PROBLEM - Reproduce the records from the line containing "Where can you see the dark" through the line containing "<point>864,804</point>", both included, with the requests kept in place. Multiply every coordinate in the recorded points by 1.1 and round to whole numbers, rounding halves up, but leave the requests and their format samples unchanged and give only these lines.

EXTRACTED DATA -
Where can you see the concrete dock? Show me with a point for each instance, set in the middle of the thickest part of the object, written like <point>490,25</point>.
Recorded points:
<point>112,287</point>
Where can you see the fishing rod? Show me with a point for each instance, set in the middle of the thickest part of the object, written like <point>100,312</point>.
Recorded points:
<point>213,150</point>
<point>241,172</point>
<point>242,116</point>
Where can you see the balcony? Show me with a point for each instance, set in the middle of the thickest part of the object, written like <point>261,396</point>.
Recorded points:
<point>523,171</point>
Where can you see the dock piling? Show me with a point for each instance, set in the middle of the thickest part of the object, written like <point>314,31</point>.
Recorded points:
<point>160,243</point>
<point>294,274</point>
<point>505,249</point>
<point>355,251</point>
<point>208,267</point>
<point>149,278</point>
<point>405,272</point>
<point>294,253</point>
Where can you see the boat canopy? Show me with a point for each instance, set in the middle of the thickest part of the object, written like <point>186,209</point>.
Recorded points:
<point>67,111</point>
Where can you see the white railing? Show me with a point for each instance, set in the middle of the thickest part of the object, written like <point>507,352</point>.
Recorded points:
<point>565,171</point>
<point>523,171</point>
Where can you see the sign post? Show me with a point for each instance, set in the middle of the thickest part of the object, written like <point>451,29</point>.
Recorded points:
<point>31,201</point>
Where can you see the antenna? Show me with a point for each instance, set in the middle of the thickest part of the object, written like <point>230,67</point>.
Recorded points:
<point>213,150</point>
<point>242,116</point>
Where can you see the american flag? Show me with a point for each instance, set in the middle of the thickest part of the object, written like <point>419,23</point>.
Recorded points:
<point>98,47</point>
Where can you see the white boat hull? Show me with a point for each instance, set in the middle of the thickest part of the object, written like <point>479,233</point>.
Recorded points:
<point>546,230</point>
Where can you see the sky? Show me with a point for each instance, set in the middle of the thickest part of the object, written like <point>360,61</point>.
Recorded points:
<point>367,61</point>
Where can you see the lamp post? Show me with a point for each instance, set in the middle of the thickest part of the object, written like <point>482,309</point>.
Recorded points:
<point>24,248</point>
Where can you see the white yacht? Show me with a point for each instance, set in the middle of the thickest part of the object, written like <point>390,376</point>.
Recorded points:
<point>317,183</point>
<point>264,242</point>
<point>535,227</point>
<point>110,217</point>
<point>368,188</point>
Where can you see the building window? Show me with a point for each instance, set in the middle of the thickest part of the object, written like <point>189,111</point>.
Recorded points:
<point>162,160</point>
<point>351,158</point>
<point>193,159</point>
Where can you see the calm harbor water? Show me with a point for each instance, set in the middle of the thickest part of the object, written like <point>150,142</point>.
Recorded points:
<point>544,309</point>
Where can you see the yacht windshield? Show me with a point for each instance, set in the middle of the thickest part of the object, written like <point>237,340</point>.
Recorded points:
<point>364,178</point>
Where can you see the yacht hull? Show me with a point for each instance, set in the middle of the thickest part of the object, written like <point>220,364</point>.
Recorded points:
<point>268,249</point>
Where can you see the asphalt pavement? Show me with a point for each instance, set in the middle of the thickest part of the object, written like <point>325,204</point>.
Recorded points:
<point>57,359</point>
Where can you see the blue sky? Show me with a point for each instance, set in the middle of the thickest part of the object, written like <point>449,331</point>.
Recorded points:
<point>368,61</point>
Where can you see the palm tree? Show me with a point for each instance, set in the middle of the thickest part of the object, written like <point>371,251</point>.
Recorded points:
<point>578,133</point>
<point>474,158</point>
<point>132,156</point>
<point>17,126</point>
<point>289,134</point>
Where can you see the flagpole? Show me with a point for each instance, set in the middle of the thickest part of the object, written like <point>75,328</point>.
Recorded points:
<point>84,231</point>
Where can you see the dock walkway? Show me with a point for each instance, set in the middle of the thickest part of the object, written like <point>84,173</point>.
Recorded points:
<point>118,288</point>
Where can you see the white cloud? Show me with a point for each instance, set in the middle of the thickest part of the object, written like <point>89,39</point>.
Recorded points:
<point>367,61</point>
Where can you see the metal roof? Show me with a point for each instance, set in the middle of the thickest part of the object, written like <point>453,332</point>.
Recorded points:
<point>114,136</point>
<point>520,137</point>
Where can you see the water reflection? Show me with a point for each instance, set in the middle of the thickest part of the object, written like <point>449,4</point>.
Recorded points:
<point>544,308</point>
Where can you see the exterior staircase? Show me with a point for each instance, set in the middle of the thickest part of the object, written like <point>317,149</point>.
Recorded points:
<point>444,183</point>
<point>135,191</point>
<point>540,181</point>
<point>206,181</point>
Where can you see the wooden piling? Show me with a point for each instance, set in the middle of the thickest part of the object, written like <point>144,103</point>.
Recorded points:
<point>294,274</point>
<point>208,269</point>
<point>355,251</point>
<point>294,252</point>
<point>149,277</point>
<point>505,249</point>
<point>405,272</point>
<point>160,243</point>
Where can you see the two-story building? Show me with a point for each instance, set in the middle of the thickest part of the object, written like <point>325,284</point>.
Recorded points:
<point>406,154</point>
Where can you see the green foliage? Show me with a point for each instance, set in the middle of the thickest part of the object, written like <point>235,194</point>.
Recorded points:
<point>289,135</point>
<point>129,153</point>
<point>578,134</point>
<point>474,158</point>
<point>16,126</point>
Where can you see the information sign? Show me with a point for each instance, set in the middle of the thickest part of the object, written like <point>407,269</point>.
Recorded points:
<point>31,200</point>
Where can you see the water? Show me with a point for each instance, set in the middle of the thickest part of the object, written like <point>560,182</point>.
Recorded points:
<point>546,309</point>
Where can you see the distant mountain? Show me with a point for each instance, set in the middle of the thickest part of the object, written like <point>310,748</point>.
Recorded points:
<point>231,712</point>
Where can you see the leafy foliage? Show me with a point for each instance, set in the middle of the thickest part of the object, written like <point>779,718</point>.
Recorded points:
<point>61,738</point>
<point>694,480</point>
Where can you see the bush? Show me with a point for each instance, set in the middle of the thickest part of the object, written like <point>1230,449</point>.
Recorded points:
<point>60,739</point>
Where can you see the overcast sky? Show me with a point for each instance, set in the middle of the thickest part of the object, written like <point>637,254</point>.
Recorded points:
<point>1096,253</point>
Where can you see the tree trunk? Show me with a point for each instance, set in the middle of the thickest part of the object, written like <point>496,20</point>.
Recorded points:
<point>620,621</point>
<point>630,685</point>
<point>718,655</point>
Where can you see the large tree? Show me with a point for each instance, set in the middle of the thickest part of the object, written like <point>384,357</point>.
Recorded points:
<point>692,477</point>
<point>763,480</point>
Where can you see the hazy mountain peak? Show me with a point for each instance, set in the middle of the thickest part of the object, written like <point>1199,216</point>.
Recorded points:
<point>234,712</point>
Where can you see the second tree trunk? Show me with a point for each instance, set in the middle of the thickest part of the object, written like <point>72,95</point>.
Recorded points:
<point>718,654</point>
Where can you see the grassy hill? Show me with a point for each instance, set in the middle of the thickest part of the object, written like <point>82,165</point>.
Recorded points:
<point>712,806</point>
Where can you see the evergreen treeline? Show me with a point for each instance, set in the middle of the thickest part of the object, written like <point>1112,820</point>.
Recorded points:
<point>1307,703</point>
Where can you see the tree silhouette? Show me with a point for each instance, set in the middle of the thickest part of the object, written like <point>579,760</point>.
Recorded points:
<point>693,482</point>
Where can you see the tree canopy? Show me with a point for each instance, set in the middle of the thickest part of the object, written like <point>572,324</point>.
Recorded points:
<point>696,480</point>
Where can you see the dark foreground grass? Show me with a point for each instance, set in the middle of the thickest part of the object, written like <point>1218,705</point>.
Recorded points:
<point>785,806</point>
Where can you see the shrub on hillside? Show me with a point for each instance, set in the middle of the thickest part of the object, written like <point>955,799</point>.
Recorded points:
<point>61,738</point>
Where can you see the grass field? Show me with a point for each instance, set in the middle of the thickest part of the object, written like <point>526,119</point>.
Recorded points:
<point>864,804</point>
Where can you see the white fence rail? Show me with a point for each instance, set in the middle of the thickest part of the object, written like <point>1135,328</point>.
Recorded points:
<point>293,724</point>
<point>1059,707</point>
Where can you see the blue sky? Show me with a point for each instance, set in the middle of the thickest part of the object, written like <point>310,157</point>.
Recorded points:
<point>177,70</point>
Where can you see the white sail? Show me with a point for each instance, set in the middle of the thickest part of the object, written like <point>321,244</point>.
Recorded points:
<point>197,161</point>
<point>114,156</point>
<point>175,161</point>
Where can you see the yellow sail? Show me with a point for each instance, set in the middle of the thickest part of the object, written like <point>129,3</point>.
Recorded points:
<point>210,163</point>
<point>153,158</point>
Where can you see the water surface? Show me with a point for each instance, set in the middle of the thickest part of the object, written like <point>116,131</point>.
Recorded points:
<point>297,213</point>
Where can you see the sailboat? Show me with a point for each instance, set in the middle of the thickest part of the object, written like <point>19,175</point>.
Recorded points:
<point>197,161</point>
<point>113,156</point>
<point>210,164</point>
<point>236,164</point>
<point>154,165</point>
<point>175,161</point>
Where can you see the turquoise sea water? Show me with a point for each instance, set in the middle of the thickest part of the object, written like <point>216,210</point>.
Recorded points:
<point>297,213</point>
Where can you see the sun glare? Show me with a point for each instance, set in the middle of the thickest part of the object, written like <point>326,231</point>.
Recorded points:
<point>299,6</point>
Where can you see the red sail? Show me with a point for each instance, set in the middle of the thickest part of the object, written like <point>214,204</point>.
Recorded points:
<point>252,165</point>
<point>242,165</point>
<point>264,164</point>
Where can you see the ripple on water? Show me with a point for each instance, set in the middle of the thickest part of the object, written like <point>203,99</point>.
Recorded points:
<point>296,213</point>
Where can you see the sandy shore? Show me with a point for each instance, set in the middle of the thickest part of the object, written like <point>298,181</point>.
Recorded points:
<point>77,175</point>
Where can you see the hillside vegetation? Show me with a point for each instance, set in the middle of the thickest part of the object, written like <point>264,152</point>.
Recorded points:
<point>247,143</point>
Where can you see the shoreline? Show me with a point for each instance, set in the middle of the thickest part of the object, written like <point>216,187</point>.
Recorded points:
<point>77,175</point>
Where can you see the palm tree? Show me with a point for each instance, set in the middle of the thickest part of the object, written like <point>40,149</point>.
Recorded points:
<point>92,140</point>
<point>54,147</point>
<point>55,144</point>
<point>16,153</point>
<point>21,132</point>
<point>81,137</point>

WORKED ANSWER -
Where can you see the dark foreground grass? Show me with a point for each instance, set in the middle of the thickest part of the object, written like <point>1218,705</point>.
Recorded points:
<point>864,887</point>
Where can you see the shrub on hillside? Show me with a point for each instance, set in the middle of the thickest part of the object, written like <point>955,799</point>.
Recorded points:
<point>67,812</point>
Where can you see the grass field? Show me with a point for each instance, set in the middle of the thickest part of the object, written like <point>526,119</point>.
Recorded points:
<point>950,884</point>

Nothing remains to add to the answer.